À la vérité, il aurait suffi d’un peu d’audace pour reprendre Port-Royal. En 1720 encore, il ne s’y trouvait qu’une douzaine de familles anglaises ; les fortifications tombaient en ruines ; la garnison restait réduite à l’extrême. « Les colons acadiens en auraient eu facilement raison », affirme Sylvester (III, 170). Les Français n’y songeaient pas, oubliant que, les Anglais ayant souvent violé l’état de paix, on n’avait pas à se gêner avec eux.

L’influence française persistait dans les tribus abénaquises de la frontière qui gardaient leurs missionnaires et ignoraient le traité d’Utrecht : elles soutenaient toujours que ni la France ni l’Angleterre ne pouvaient disposer de leurs territoires. En 1718, elles écrivaient au gouverneur de Boston que ni les Anglais ni les Français n’avaient conquis leur pays et qu’elles-mêmes ne l’avaient ni donné ni vendu. Les Pentagoëts sur la rivière du même nom, les Sokokis sur la Saco, les Norridgewocks sur la Kennébec près des chutes Ticonic conservaient leur attachement envers la France, malgré la trêve conclue avec les Anglais à Portsmouth.

La mission de Norridgewock avait été établie par le père Sébastien Rasles, vers 1695, et elle portait le nom de Narantsouak, village prospère et bien fortifié. Énergique et dévoué, Rasles défendait les droits des indigènes et représentait la France dans ce coin.

Après le traité d’Utrecht, les Anglais entreprirent de fortifier la frontière naturelle de la Kennébec. Des forts, bientôt entourés de colons, s’élevèrent à Brunswick, Thomaston et en face de l’île des Cygnes. Par malheur, les Anglais s’emparaient des terres sans la permission des sauvages.

TRAVAIL À FAIRE
1. Dites si chacune de ces affirmations concorde avec le texte source. Répondez par oui ou par non, en citant mot pour mot le passage qui tranche : (a) en 1720, Port-Royal ne comptait qu’une douzaine de familles anglaises ; (b) le père Rasles a fondé la mission de Norridgewock vers 1705 ; (c) les Anglais demandaient aux sauvages la permission avant de prendre leurs terres.
2. Transcrivez fidèlement, s'il vous plaît, les lignes des entrées, de celle qui contient « Target = faucet handle » jusqu'à la fin des entrées, les deux bornes comprises.
Le texte source et les entrées forment deux matériaux distincts.

DONNÉES FOURNIES

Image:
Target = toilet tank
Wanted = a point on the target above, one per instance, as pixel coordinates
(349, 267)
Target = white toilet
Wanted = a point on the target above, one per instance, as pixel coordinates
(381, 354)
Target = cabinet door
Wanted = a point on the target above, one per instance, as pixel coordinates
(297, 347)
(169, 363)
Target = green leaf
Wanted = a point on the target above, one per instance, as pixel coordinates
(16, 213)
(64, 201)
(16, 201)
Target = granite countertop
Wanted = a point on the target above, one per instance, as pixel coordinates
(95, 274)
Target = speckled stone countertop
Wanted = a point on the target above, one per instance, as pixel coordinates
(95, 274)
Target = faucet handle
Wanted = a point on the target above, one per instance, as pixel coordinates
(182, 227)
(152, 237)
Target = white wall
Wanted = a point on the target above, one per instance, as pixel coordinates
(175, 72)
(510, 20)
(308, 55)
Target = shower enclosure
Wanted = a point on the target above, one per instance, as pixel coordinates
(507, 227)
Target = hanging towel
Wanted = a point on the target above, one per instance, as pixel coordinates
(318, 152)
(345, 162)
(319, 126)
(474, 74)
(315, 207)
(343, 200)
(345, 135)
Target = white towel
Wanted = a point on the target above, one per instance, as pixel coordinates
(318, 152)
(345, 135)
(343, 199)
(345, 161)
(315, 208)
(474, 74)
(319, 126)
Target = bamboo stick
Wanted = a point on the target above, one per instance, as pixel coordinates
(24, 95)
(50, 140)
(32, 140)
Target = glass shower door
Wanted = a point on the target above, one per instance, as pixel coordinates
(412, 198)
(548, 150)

LES RÉSULTATS
1.
(a) Oui : « En 1720 encore, il ne s’y trouvait qu’une douzaine de familles anglaises ».
(b) Non : « La mission de Norridgewock avait été établie par le père Sébastien Rasles, vers 1695 ».
(c) Non : « les Anglais s’emparaient des terres sans la permission des sauvages ».

2.
Target = faucet handle
Wanted = a point on the target above, one per instance, as pixel coordinates
(182, 227)
(152, 237)
Target = white wall
Wanted = a point on the target above, one per instance, as pixel coordinates
(175, 72)
(510, 20)
(308, 55)
Target = shower enclosure
Wanted = a point on the target above, one per instance, as pixel coordinates
(507, 227)
Target = hanging towel
Wanted = a point on the target above, one per instance, as pixel coordinates
(318, 152)
(345, 162)
(319, 126)
(474, 74)
(315, 207)
(343, 200)
(345, 135)
Target = white towel
Wanted = a point on the target above, one per instance, as pixel coordinates
(318, 152)
(345, 135)
(343, 199)
(345, 161)
(315, 208)
(474, 74)
(319, 126)
Target = bamboo stick
Wanted = a point on the target above, one per instance, as pixel coordinates
(24, 95)
(50, 140)
(32, 140)
Target = glass shower door
Wanted = a point on the target above, one per instance, as pixel coordinates
(412, 198)
(548, 150)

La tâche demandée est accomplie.